** Begin Passage **
My two cents (I remind you of the disclaimer on the right side of this blog): From a layperson's perspective (i.e. as an accountant, not a lawyer), I was surprised by Khuzami's statement (and, in turn, the related statement of the First Circuit) that implies documentation prepared in contemplation of potential litigation - and documentation prepared to support tax accruals, litigation accruals, or other financial statement items - are necessarily mutually exclusive; I can see how certain documentation could be understood to potentially fulfill both purposes (although I am aware that there are specified practices and Federal Rules of Evidence, etc. with respect to maintaining and protecting privilege.)

Notably, there appears to be some precedent in certain circuits (although not the First Circuit) in which preparation of certain documents in anticipation of potential litigation as a 'primary motivating purpose' - even if not the sole purpose - of creating the documentation, satisfies some Circuit Courts that the documents should be considered privileged. See: The pursuit of transparency does not trump the work product privilege, by Michelle M. Henkle, Tax Executive Magazine, May-June 2008.

However, in the event that detailed workpapers prepared solely for litigation are to retain privilege, companies are at risk of waiving the privilege by disclosing that information to their auditors to back up tax accruals, litigation accruals, or other items. Thus, companies are is in a catch-22 situation: if their audit firm insists on viewing certain documentation (which the client viewed as privileged) in support of, e.g., a tax accrual - as opposed to agreeing to alternate means of becoming satisfied with the accruals - companies may have to choose between potentially waiving privilege, or enduring the wrath of their auditor (which theoretically could result in, e.g., a qualified audit opinion, or in the auditor resigning from the engagement.)

I asked Stan Keller of law firm Edwards Angell Palmer & Dodge LLP about Khuzami's remarks on privilege. Keller serves as Chair of the American Bar Association's Committee on Audit Responses, and has served as a member of ABA's Task Force on Attorney-Client Privilege. Here's what Keller said:

The Textron decision represents one Circuit's view and is contrary to the position of several other Circuits providing broader work product protection. Indeed, Textron has petitioned the U.S. Supreme Court to grant certiorari review. I would think the SEC should also be concerned about the ability of issuers to share information with their auditors to insure the integrity of financial reporting and the effectiveness of audits.
** End Passage **
** Begin Data extract **
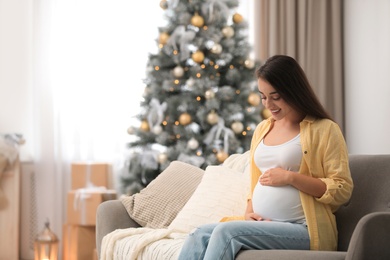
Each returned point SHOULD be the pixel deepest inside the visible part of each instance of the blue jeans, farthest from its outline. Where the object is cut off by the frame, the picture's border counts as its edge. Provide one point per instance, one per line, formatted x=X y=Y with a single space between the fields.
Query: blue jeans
x=224 y=240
** End Data extract **
» **Set task**
Name each person the blog post on work product privilege mentions by name.

» **Correct response**
Khuzami, Michelle M. Henkle, Stan Keller